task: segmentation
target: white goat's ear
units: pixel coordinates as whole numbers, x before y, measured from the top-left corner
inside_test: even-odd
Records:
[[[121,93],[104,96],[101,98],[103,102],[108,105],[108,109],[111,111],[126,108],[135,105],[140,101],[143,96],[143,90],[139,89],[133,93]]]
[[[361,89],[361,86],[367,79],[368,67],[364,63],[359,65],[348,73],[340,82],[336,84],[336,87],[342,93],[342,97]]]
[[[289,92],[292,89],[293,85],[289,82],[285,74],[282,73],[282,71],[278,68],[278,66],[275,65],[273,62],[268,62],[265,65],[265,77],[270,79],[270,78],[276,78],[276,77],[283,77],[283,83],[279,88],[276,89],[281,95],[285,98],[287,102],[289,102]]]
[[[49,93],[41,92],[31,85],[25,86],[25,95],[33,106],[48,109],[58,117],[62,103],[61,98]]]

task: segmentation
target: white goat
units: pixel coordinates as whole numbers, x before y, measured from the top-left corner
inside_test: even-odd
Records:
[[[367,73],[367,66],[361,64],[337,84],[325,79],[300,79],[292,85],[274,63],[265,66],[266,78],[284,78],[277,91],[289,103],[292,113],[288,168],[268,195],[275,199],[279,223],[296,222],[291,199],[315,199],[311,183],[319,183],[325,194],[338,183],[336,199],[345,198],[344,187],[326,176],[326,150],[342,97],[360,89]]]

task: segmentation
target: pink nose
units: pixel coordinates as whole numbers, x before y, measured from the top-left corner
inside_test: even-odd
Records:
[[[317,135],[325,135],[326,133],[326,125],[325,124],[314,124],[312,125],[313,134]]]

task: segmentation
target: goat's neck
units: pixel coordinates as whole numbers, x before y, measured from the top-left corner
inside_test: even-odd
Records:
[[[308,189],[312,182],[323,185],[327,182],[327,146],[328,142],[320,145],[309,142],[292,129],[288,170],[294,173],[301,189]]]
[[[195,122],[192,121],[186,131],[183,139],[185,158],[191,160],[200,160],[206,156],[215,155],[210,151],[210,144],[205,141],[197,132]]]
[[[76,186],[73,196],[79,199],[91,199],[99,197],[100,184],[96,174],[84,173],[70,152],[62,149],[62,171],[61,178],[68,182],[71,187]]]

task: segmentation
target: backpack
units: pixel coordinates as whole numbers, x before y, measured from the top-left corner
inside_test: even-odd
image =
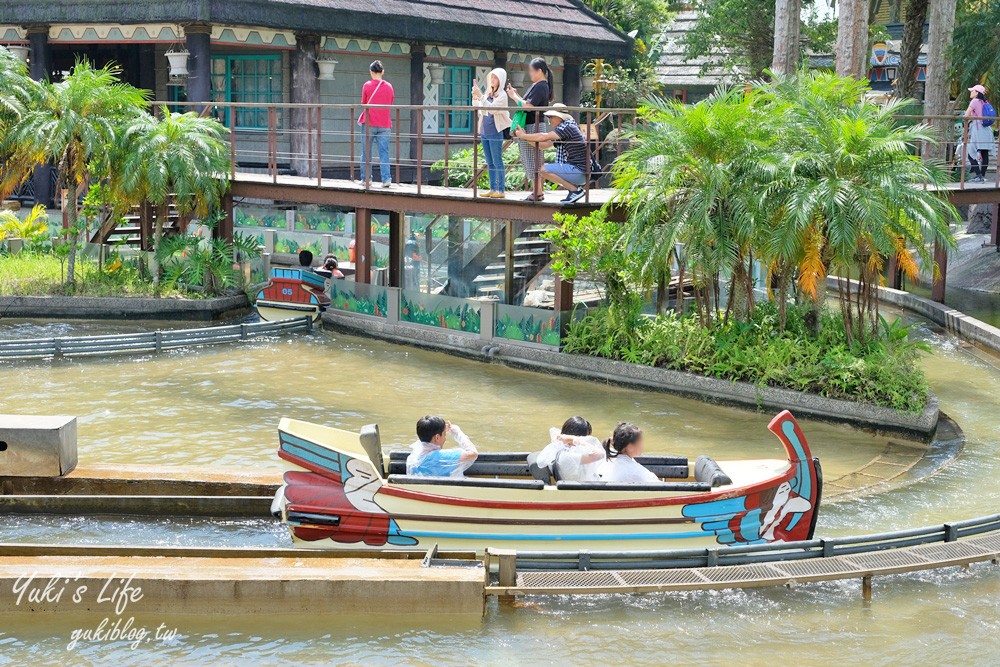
++++++
If a line of the material contains the word "white", count it; please reply with the total and nothing more.

SOLUTION TO THE EXERCISE: 2